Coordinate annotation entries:
::::

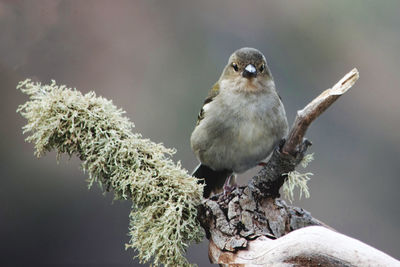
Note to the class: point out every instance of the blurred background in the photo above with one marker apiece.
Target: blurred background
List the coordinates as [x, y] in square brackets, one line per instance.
[157, 60]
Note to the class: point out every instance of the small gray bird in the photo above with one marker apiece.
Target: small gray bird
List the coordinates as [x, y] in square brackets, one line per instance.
[241, 121]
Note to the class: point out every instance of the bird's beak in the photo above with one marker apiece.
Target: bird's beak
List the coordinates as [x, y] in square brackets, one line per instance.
[250, 71]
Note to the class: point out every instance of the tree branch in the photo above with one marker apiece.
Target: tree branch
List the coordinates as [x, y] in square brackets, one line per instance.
[310, 246]
[315, 108]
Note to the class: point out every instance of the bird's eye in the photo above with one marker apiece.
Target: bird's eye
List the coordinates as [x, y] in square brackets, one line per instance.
[262, 67]
[235, 67]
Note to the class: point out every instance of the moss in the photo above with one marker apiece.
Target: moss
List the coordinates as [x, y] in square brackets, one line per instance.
[296, 179]
[164, 196]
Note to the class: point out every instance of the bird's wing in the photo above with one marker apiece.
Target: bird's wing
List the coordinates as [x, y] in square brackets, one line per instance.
[211, 95]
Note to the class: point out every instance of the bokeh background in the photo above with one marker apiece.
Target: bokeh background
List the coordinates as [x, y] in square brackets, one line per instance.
[157, 60]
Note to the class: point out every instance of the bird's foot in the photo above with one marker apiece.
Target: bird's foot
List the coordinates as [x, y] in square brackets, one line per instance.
[228, 188]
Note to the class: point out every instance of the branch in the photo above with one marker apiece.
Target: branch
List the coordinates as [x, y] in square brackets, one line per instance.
[310, 246]
[308, 114]
[284, 160]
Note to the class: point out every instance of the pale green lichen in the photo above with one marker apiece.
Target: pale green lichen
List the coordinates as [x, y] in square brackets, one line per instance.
[164, 196]
[296, 179]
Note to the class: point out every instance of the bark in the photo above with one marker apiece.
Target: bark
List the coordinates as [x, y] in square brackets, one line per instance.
[252, 226]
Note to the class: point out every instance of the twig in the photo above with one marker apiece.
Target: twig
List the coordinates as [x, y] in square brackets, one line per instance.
[308, 114]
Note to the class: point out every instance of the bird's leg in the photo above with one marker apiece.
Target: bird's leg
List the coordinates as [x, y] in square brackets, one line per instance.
[227, 187]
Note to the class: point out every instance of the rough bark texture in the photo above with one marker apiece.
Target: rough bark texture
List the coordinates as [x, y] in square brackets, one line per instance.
[253, 214]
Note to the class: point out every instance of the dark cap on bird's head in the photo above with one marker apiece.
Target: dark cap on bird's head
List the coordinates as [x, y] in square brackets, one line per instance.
[249, 62]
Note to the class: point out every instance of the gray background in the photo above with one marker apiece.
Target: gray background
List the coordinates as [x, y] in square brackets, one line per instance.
[157, 60]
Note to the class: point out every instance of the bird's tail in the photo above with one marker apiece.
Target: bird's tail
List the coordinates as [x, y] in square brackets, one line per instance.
[214, 180]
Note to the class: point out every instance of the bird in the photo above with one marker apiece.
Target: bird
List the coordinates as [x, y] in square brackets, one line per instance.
[240, 123]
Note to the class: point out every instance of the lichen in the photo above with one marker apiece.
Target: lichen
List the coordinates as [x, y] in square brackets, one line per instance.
[164, 196]
[295, 179]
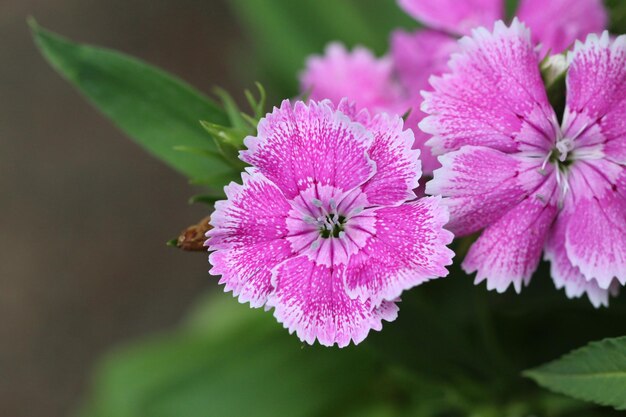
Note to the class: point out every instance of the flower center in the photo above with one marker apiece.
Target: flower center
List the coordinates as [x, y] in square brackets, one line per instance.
[330, 223]
[561, 154]
[332, 226]
[563, 148]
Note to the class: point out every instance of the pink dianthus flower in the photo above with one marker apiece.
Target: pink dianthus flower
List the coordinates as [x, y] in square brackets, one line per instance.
[325, 228]
[528, 182]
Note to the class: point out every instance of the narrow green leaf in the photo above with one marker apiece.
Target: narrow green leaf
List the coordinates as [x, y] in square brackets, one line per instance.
[231, 108]
[157, 110]
[228, 136]
[595, 373]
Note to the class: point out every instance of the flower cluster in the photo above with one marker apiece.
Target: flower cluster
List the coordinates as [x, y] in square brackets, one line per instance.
[393, 83]
[326, 229]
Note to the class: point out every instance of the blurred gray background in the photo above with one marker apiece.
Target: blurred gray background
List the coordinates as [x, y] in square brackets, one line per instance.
[85, 213]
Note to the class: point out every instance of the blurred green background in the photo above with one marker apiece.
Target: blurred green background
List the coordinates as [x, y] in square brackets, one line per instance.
[84, 268]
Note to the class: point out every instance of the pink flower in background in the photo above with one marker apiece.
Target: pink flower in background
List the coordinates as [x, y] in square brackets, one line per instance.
[555, 24]
[325, 228]
[359, 75]
[393, 84]
[530, 184]
[368, 81]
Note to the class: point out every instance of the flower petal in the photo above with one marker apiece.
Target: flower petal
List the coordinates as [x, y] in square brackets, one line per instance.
[566, 275]
[310, 300]
[408, 249]
[481, 184]
[556, 24]
[454, 16]
[398, 168]
[596, 94]
[509, 250]
[300, 145]
[494, 95]
[357, 75]
[595, 238]
[248, 237]
[417, 56]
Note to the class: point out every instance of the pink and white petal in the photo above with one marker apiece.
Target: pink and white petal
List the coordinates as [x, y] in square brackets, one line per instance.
[596, 92]
[557, 24]
[429, 161]
[480, 185]
[494, 91]
[357, 75]
[409, 247]
[595, 238]
[419, 55]
[304, 144]
[509, 250]
[398, 168]
[564, 274]
[248, 237]
[454, 16]
[310, 300]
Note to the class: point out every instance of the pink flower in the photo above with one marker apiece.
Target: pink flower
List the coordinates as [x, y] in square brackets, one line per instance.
[359, 75]
[418, 55]
[530, 184]
[325, 228]
[556, 24]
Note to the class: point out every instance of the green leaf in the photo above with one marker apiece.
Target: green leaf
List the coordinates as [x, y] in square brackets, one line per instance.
[595, 373]
[231, 361]
[155, 109]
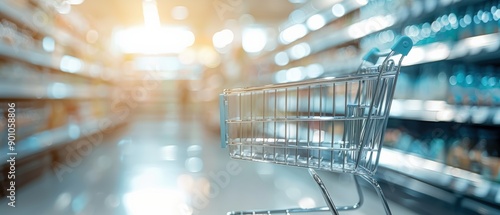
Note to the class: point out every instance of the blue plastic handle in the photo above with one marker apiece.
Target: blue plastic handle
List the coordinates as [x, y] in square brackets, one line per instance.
[372, 56]
[403, 46]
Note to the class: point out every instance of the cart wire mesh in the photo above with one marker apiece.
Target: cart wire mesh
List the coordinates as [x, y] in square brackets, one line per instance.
[335, 124]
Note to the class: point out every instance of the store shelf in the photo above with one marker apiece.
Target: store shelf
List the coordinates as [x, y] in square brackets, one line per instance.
[44, 59]
[34, 57]
[478, 48]
[440, 111]
[21, 16]
[450, 178]
[43, 141]
[53, 91]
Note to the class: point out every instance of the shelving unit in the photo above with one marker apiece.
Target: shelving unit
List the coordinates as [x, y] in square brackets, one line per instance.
[337, 48]
[50, 71]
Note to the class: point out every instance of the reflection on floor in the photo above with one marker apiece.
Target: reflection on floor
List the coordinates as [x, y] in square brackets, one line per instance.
[174, 166]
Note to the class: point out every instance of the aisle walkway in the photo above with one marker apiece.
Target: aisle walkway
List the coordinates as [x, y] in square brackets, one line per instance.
[168, 166]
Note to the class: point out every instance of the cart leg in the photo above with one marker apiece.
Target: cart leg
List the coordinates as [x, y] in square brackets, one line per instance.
[324, 191]
[361, 198]
[310, 210]
[377, 187]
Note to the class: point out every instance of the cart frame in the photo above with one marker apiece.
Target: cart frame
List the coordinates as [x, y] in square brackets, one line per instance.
[344, 119]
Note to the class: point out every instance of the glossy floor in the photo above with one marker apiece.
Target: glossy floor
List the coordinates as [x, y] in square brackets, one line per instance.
[173, 165]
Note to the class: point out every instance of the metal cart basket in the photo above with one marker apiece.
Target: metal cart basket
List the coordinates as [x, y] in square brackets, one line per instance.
[335, 124]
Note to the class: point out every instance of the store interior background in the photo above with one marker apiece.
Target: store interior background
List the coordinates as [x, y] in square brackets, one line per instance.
[117, 102]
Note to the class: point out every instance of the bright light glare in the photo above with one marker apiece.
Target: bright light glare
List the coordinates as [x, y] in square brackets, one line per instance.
[316, 22]
[438, 51]
[254, 40]
[280, 76]
[48, 44]
[295, 74]
[362, 2]
[222, 38]
[58, 90]
[75, 2]
[299, 51]
[208, 57]
[180, 12]
[338, 10]
[314, 70]
[150, 12]
[162, 40]
[307, 202]
[154, 201]
[70, 64]
[416, 55]
[281, 59]
[368, 26]
[293, 33]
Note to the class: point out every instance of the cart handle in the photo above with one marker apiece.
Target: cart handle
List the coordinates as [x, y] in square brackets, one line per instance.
[402, 46]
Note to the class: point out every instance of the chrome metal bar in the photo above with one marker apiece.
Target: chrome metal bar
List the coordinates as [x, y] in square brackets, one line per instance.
[380, 193]
[324, 191]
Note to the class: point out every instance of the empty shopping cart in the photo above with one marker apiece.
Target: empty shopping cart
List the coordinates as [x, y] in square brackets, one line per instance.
[335, 123]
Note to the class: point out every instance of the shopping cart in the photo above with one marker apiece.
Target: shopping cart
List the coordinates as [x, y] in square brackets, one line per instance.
[335, 124]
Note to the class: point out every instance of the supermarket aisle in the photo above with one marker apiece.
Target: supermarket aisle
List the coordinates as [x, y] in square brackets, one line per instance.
[165, 165]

::::

» Exercise objective
Set down only these lines, exactly: the line containing "Note to the class: point out every instance of the chrome" and each line after it, through the end of the listing.

» Result
Note to the class: point out every instance of the chrome metal bar in the photo above with one marker apiece.
Target: chrome metal bar
List the coordinates as [x, y] in square brackets, one line per instance.
[380, 193]
[324, 191]
Note to the class: point out every instance of the empty shopping cart in the photo above with one marker apiece.
Target: empty shopping cart
List the coordinates as [x, y] in square brackets, one line per instance.
[335, 123]
Note to the class: point out every instance of the shopping cart in the photo above with one marker apiece.
Target: shopping cart
List the coordinates as [x, y] in square brackets, one line per instance.
[335, 124]
Note to the class: point out every instance of the supermarket aisle in the photo above with one marker apiece.
Target: supermarket aisle
List the coordinates as [x, y] in square brackets, one line per instance.
[165, 165]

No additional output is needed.